Saved entries
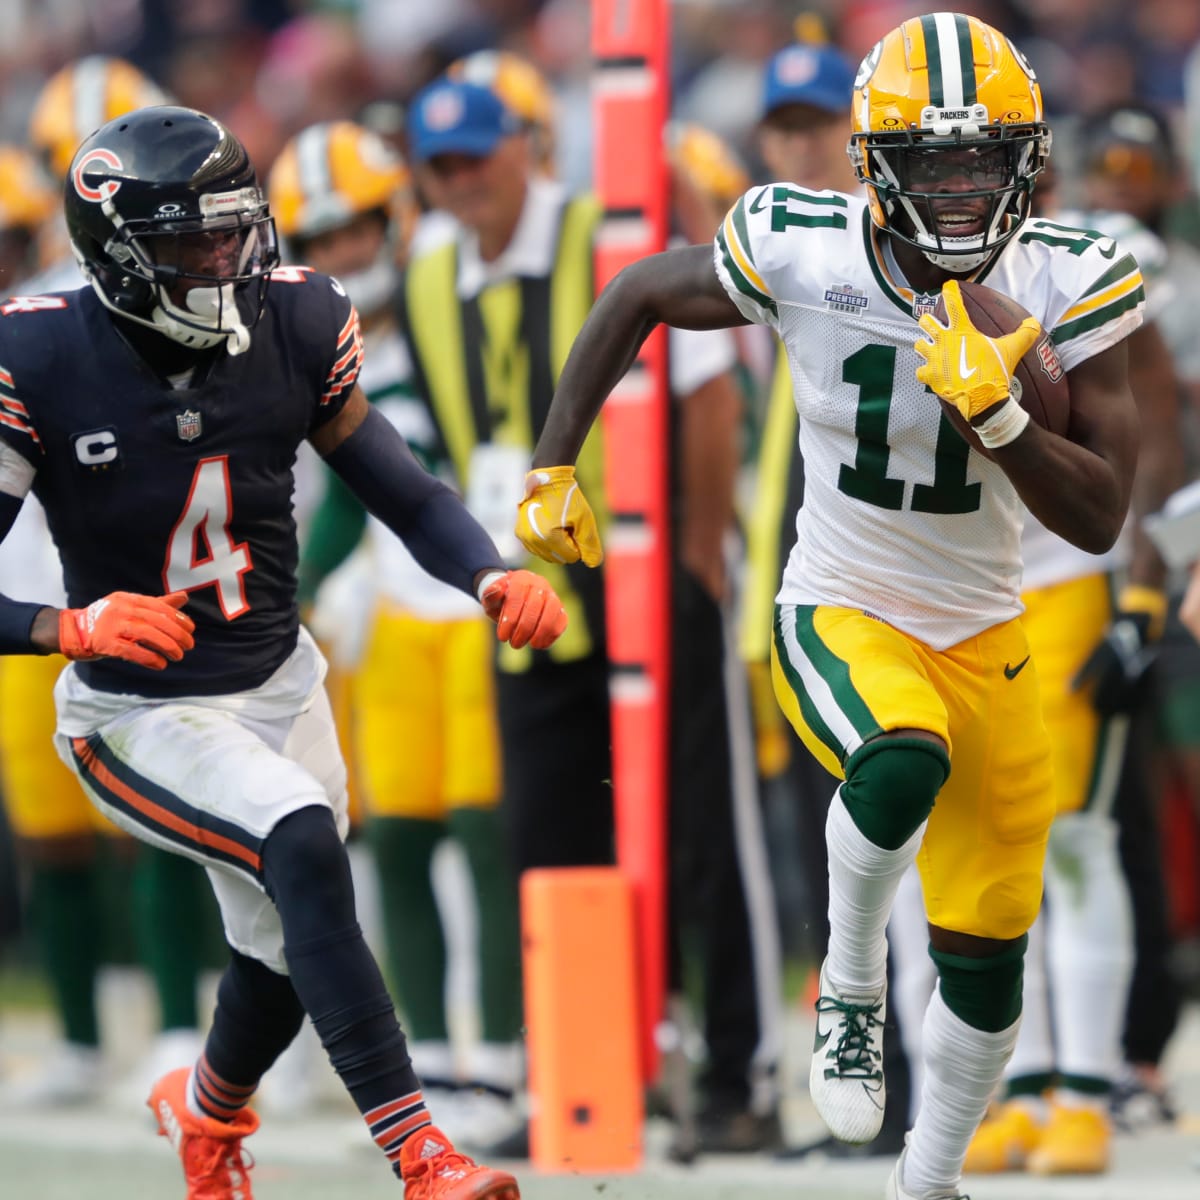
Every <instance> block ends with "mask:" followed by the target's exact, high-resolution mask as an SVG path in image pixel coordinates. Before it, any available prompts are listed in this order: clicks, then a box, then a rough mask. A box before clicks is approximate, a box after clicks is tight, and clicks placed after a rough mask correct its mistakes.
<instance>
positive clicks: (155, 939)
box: [133, 845, 211, 1030]
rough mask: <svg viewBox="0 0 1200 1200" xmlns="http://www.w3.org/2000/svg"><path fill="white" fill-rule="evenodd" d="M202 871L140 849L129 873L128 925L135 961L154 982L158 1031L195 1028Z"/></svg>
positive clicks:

--- About this task ---
Reproduce the items above with "coarse mask" substituted for each occurrence of "rough mask", changing nothing else, and omit the pictures from your answer.

--- Response area ---
Every <instance> block ends with "mask:" followed by the target's exact, high-resolution mask as an SVG path in image pixel coordinates. Before it, any available prompts are listed in this order: clicks, then a box, then a coarse mask. A box before clicks is approximate, a box after clicks is tight, and clicks placed after a coarse mask correct its mistakes.
<instance>
positive clicks: (155, 939)
box: [133, 845, 211, 1030]
coarse mask: <svg viewBox="0 0 1200 1200" xmlns="http://www.w3.org/2000/svg"><path fill="white" fill-rule="evenodd" d="M202 871L140 849L129 873L128 925L135 961L154 982L158 1031L195 1028Z"/></svg>
positive clicks:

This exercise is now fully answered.